JOB
Put every line of the items below into a JSON list of strings, one string per line, with blank lines and the pictures left out.

DATA SECTION
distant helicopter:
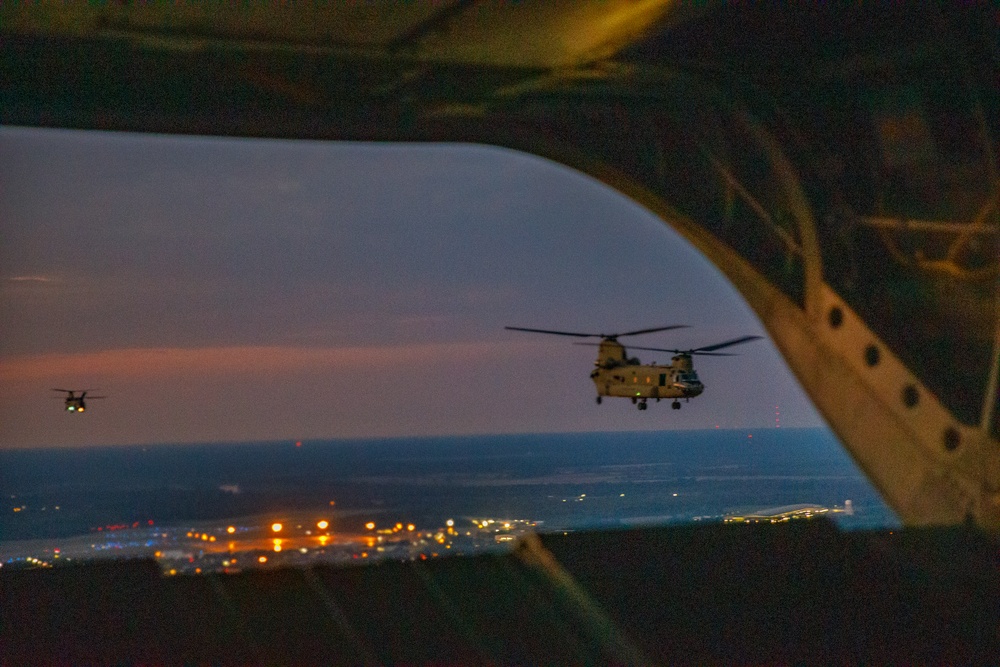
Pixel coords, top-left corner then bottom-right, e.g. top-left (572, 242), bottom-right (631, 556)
top-left (52, 389), bottom-right (107, 412)
top-left (504, 324), bottom-right (761, 410)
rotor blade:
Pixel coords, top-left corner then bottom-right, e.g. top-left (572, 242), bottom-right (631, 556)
top-left (628, 343), bottom-right (738, 357)
top-left (504, 327), bottom-right (601, 338)
top-left (691, 336), bottom-right (763, 354)
top-left (611, 324), bottom-right (688, 338)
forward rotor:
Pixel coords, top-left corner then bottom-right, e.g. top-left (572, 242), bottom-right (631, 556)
top-left (504, 324), bottom-right (688, 340)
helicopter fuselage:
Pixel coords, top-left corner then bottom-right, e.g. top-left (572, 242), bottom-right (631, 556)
top-left (590, 363), bottom-right (705, 400)
top-left (590, 340), bottom-right (705, 401)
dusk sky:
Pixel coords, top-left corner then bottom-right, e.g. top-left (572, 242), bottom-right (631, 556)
top-left (0, 127), bottom-right (823, 448)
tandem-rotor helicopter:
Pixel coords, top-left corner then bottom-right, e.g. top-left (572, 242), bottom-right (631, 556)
top-left (504, 324), bottom-right (761, 410)
top-left (52, 389), bottom-right (107, 412)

SOLVED PROBLEM
[
  "distant helicopter:",
  "Pixel coords, top-left corner then bottom-right, e.g. top-left (572, 242), bottom-right (631, 556)",
  "top-left (52, 389), bottom-right (107, 412)",
  "top-left (504, 324), bottom-right (761, 410)",
  "rotor blade:",
  "Pixel coords, top-left corner then bottom-right, e.g. top-left (572, 242), bottom-right (631, 556)",
  "top-left (628, 343), bottom-right (738, 357)",
  "top-left (504, 327), bottom-right (601, 338)",
  "top-left (691, 336), bottom-right (763, 354)",
  "top-left (611, 324), bottom-right (688, 338)",
  "forward rotor:",
  "Pixel coords, top-left corner then bottom-right, e.g. top-left (572, 242), bottom-right (631, 556)",
  "top-left (504, 324), bottom-right (688, 340)",
  "helicopter fuselage:",
  "Pixel coords, top-left corner then bottom-right, e.g. top-left (572, 242), bottom-right (631, 556)",
  "top-left (590, 363), bottom-right (705, 400)",
  "top-left (590, 340), bottom-right (705, 401)",
  "dusk sky:",
  "Pixel coords, top-left corner then bottom-right, e.g. top-left (572, 242), bottom-right (631, 556)",
  "top-left (0, 127), bottom-right (823, 448)",
  "tandem-rotor helicopter:",
  "Pixel coords, top-left corner then bottom-right, e.g. top-left (572, 242), bottom-right (631, 556)",
  "top-left (504, 324), bottom-right (761, 410)",
  "top-left (52, 389), bottom-right (107, 412)"
]